WORK TO BE COMPLETED: Please return everything below, from the line containing "Exercise. Point out the purple" down to the line containing "[(465, 266)]", both included, copied without any change.

EXTRACTED DATA:
****************************************

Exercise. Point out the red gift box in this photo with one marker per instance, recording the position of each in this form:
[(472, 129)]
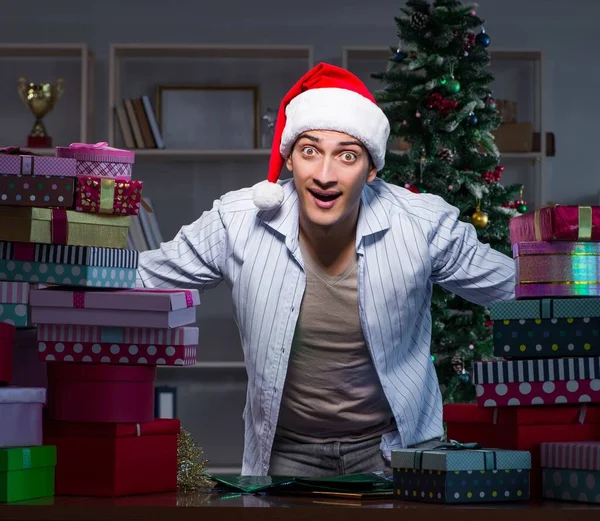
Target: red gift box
[(108, 195), (558, 223), (522, 428), (100, 393), (7, 346), (114, 459)]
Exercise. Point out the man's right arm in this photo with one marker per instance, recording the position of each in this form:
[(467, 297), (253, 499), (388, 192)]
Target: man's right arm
[(193, 259)]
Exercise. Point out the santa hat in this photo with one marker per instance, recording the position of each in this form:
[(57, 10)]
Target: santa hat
[(325, 98)]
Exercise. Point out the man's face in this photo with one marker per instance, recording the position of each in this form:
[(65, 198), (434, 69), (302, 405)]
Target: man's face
[(330, 170)]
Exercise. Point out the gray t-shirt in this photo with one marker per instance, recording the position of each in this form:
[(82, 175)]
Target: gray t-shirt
[(332, 391)]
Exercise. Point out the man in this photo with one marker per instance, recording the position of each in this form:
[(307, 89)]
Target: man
[(331, 279)]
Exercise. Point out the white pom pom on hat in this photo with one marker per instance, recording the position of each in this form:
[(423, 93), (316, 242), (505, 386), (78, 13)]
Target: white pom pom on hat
[(325, 98)]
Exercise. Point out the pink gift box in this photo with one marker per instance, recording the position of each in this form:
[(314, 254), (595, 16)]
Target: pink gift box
[(100, 393), (543, 381), (557, 269), (28, 370), (142, 307), (21, 416), (99, 159), (22, 164), (130, 346)]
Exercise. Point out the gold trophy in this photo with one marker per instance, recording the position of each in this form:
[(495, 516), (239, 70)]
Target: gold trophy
[(40, 98)]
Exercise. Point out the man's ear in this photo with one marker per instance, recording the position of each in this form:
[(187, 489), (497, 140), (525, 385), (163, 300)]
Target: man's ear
[(372, 173)]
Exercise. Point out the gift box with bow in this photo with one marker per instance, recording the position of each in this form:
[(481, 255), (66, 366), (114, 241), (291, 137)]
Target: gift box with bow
[(461, 473), (98, 159), (108, 195)]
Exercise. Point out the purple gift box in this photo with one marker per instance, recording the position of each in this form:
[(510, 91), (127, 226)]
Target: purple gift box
[(21, 416), (14, 163)]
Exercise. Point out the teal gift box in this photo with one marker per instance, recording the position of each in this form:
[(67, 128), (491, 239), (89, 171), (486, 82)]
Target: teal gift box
[(571, 471), (546, 328), (82, 266), (464, 475), (14, 299)]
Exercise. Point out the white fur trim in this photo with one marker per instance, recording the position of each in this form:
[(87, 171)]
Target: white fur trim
[(341, 110), (267, 195)]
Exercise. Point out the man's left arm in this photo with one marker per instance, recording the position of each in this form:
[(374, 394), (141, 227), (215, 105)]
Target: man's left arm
[(465, 266)]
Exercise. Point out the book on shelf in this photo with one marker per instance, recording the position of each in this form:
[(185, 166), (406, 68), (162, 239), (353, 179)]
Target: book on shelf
[(138, 124), (144, 232)]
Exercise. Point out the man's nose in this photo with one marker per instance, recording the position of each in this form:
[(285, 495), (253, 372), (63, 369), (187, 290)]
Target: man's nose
[(325, 174)]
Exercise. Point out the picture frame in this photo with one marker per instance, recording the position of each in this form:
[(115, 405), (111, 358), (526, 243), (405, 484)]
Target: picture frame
[(212, 117)]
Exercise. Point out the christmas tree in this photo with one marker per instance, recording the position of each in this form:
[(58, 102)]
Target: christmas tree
[(438, 99)]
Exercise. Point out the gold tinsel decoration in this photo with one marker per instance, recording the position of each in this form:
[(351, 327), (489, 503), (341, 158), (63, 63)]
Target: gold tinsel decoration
[(191, 465)]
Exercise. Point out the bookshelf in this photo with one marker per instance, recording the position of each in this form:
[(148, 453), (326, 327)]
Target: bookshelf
[(529, 168), (202, 56), (54, 53)]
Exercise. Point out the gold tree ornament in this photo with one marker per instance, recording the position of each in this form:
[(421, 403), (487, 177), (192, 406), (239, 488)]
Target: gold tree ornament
[(191, 465), (479, 218)]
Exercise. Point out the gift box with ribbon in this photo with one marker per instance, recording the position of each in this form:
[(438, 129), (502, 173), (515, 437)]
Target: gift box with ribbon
[(41, 191), (60, 226), (82, 266), (120, 458), (108, 195), (14, 297), (571, 471), (557, 269), (557, 223), (7, 348), (461, 473), (27, 473), (544, 381), (100, 393), (14, 161), (546, 328), (523, 428), (98, 159), (142, 307), (21, 413), (118, 345)]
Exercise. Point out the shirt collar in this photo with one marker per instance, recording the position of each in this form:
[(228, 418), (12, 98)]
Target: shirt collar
[(373, 216)]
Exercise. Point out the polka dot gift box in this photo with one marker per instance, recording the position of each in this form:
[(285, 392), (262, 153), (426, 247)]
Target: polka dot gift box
[(41, 191), (115, 345), (68, 265), (571, 471), (451, 474), (545, 328), (543, 381)]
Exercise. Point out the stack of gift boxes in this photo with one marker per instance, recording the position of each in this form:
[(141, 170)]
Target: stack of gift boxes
[(543, 394), (68, 296)]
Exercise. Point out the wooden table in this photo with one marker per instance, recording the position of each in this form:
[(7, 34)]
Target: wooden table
[(199, 507)]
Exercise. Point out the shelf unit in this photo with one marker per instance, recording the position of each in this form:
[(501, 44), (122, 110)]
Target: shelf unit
[(64, 50), (121, 51), (380, 54)]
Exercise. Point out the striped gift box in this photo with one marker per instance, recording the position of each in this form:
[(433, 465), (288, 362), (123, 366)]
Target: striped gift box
[(66, 254)]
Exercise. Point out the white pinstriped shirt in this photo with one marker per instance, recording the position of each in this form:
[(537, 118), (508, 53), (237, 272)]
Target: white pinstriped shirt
[(405, 243)]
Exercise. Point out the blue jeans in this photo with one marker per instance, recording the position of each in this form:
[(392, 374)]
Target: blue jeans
[(290, 458)]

****************************************

RESULT BELOW:
Exercise. Point out the purple gift box in this photo with one marker per instance, recording the position of each in this form:
[(510, 91), (127, 226)]
Target: purple gift box
[(21, 416), (14, 163)]
Exercise. Point out the teal gift box in this photo with one marker per instance, recording the position of each in this form:
[(67, 128), (491, 239), (89, 171), (486, 82)]
Target: teal gift box
[(571, 471), (546, 328), (82, 266), (464, 475), (14, 299)]
Exercise. Point out the white fur trim in this photo with one marker per instance, recording the position of each in this form:
[(87, 171)]
Target: white fur trim
[(341, 110), (267, 195)]
Exercise. Point out the man's left arm in this photo with one marker per instance, recording the position of each in this form:
[(374, 394), (141, 227), (215, 105)]
Target: man's left arm
[(465, 266)]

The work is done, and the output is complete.